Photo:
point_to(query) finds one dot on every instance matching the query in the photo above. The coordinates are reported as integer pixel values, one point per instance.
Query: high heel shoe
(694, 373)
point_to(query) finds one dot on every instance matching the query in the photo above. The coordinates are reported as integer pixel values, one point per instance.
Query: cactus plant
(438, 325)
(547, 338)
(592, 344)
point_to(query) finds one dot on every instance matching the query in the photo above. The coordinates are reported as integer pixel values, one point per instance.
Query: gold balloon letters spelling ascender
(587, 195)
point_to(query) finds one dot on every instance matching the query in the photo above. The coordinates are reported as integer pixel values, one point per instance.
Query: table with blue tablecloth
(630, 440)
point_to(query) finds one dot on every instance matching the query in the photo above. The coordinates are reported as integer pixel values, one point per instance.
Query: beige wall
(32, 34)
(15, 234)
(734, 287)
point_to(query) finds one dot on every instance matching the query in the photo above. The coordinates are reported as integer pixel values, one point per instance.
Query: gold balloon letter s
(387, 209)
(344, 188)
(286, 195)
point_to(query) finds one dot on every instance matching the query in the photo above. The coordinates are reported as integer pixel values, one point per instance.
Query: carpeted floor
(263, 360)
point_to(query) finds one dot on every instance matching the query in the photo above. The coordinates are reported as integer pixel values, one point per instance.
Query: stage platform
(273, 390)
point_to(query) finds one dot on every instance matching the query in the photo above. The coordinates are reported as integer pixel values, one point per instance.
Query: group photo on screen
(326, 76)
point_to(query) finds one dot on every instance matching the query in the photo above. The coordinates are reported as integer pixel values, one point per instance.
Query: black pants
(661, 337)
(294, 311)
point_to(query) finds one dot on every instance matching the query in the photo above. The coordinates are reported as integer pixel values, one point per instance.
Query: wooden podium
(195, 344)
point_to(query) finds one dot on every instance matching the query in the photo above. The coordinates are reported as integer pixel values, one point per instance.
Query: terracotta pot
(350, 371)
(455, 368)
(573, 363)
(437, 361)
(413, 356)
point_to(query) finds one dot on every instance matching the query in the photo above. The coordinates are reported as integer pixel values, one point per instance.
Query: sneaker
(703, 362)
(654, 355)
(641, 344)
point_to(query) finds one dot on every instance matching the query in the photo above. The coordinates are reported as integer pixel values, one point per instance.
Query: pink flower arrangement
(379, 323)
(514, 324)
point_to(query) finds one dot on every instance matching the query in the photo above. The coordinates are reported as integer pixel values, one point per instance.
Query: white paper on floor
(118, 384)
++++++++++++++++++++
§ **SET TASK**
List each line in the records that contains the string "balloon", matching its case exactly.

§ **EXPECTED OUTPUT**
Query: gold balloon letters spelling ascender
Query: gold balloon letter s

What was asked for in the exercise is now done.